Исходное задание 1:
Извлеките из текста о русификации «инородцев» без каких-либо изменений часть, которая начинается со слов, содержащих «Нужно заметить, что», и завершается словами «вымирает коренное население[435].».
Исходное задание 2:
Приведите заново фрагмент строк данных, который начинается со строки, содержащей «the puppy's fluffy», и продолжается до последней строки данных включительно. В нем замените «pixel coordinates» на «exact coordinates», а все остальное оставьте неизменным.

Текстовый фрагмент:
****

Надэтнический и наднациональный характер носила установка ряда высокообразованных людей прошедшего времени, работавших на государство и церковь. Так, известный ученый-ориенталист Н. И. Ильминский разработал систему христианизации народов Поволжья и Приуралья, последовательно, но не напрямую ведущую к их русификации. В основе этой системы лежало создание сети учебных заведений для «инородцев», готовящих кадры национальной интеллигенции, искренне преданной России, и издание религиозной литературы на национальных языках. Не менее важным считал он богослужение на местных языках, что входило в противоречие с правилами Русской церкви и не поддерживалось другими миссионерами. Показателен следующий факт. В 1863–1871 годах архиепископ Вениамин Иркутский писал Ильминскому: когда один миссионер решил окрестить бурята по монгольскому требнику, тот остановил его и сказал: «Ты зачем меня крестишь в монгольскую веру? Крести в русскую». «Для бурята русская вера и русское просвещение на бурятском языке немыслимы», – комментировал этот случай отец Вениамин. Далее он замечал: «А крещеный бурят почел бы для себя тяжким оскорблением, если бы кто назвал его бурятом, а не русским. ‹…› Невод наш не лучше Апостольского, попадают рыбы и добрые и худые; зато все делаются русскими»[433]. Правда, излагая свои убеждения в необходимости и правомерности русификации бурят, о. Вениамин называет их тоже «бурятскими» и в порядке самокритики говорит: «Живу среди бурят, так поневоле становлюсь бурятом»[434].
Нужно заметить, что подвижность и универсальность категории «русский» основывались, по-видимому, еще и на особом характере самосознания и самоощущения русских – их способности к достаточно легкому и быстрому перениманию чужих «космо-психо-логосов» (Ф. М. Достоевский называл это «всемирной отзывчивостью»). По ее поводу сокрушались многие. Так, К. Д. Носилов, наблюдая на Новой Земле симбиотические союзы русских и «самоедов», в итоге которых часто не «самоеды», а русские начинали жить по образцу своих ближайших соседей, с горестью писал, что именно русские благодаря своей неприхотливости и привычке к холодам должны обживать северные территории, где вымирает коренное население[435].
Возвращаясь к переписке Н. И. Ильминского и о. Вениамина, упомяну еще один любопытный факт – их полемику по поводу словосочетания «крещеный инородец». Для Ильминского выражение «крещеный татарин» было и верным, и политкорректным, но о. Вениамин возражал: «Так же странно стало прибавлять к якуту эпитет „крещеный“, как странно было бы сказать „крещеный русский“»[436]. Проще, по его мнению, переименовать крещеных в русских. На это есть все основания: сами татары, буряты и прочие называют христианство «русской верой», а значит, «кто принял ее, тот уже не татарин, а русский»[437].

****

Строки данных:

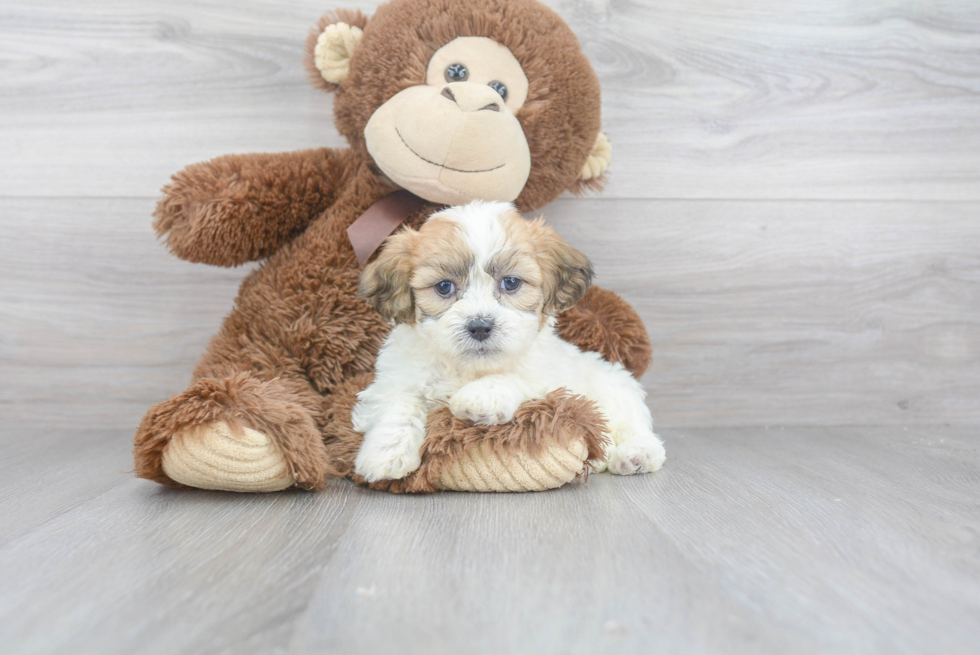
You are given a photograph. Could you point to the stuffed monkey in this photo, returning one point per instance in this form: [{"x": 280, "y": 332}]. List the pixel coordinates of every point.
[{"x": 442, "y": 102}]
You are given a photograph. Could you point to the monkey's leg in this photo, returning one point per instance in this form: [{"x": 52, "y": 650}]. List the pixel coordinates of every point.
[
  {"x": 235, "y": 433},
  {"x": 605, "y": 323}
]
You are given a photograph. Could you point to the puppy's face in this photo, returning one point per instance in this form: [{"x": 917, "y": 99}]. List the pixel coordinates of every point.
[{"x": 479, "y": 281}]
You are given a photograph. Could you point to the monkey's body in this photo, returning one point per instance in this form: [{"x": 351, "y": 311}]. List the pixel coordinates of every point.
[{"x": 299, "y": 344}]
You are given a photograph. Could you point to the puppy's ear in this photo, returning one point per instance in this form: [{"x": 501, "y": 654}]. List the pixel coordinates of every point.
[
  {"x": 385, "y": 283},
  {"x": 567, "y": 273}
]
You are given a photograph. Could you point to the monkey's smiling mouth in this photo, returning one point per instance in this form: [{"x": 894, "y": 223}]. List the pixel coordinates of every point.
[{"x": 449, "y": 168}]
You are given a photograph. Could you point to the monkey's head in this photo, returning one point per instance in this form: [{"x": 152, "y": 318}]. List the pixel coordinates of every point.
[{"x": 460, "y": 100}]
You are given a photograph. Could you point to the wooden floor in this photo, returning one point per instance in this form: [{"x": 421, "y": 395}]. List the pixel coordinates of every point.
[{"x": 793, "y": 208}]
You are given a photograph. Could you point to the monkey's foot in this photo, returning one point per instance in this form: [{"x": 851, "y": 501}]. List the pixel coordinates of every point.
[{"x": 213, "y": 457}]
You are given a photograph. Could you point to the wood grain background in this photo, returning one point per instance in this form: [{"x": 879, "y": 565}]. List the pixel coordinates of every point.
[
  {"x": 794, "y": 209},
  {"x": 794, "y": 201}
]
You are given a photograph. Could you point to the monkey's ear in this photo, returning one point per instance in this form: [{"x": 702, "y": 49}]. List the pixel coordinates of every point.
[
  {"x": 592, "y": 175},
  {"x": 330, "y": 46},
  {"x": 386, "y": 282},
  {"x": 567, "y": 272}
]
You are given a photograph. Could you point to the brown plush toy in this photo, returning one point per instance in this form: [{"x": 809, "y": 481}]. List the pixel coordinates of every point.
[{"x": 450, "y": 100}]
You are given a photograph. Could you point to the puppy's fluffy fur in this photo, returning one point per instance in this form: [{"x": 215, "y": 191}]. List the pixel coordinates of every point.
[{"x": 474, "y": 294}]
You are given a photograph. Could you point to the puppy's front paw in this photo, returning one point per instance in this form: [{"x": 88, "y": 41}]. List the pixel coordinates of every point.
[
  {"x": 388, "y": 456},
  {"x": 485, "y": 403},
  {"x": 636, "y": 456}
]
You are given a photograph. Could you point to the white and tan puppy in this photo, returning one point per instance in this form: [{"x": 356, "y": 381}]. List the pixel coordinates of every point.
[{"x": 474, "y": 294}]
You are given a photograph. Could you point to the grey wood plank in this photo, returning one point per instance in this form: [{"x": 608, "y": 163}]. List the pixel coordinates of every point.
[
  {"x": 761, "y": 313},
  {"x": 803, "y": 540},
  {"x": 757, "y": 99}
]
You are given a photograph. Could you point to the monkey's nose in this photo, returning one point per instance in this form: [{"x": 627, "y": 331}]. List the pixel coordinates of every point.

****

Ответ к упражнению 1:
Нужно заметить, что подвижность и универсальность категории «русский» основывались, по-видимому, еще и на особом характере самосознания и самоощущения русских – их способности к достаточно легкому и быстрому перениманию чужих «космо-психо-логосов» (Ф. М. Достоевский называл это «всемирной отзывчивостью»). По ее поводу сокрушались многие. Так, К. Д. Носилов, наблюдая на Новой Земле симбиотические союзы русских и «самоедов», в итоге которых часто не «самоеды», а русские начинали жить по образцу своих ближайших соседей, с горестью писал, что именно русские благодаря своей неприхотливости и привычке к холодам должны обживать северные территории, где вымирает коренное население[435].

Ответ к упражнению 2:
You are given a photograph. Could you point to the puppy's fluffy fur in this photo, returning one point per instance in this form: [{"x": 215, "y": 191}]. List the exact coordinates of every point.
[{"x": 474, "y": 294}]
You are given a photograph. Could you point to the puppy's front paw in this photo, returning one point per instance in this form: [{"x": 88, "y": 41}]. List the exact coordinates of every point.
[
  {"x": 388, "y": 456},
  {"x": 485, "y": 403},
  {"x": 636, "y": 456}
]
You are given a photograph. Could you point to the white and tan puppy in this photo, returning one point per instance in this form: [{"x": 356, "y": 381}]. List the exact coordinates of every point.
[{"x": 474, "y": 294}]
You are given a photograph. Could you point to the grey wood plank in this photo, returning one point per instance in this form: [{"x": 608, "y": 163}]. List the exact coordinates of every point.
[
  {"x": 761, "y": 313},
  {"x": 803, "y": 540},
  {"x": 757, "y": 99}
]
You are given a photograph. Could you point to the monkey's nose in this photo, returning one point per instance in this form: [{"x": 627, "y": 331}]. List the exact coordinates of every point.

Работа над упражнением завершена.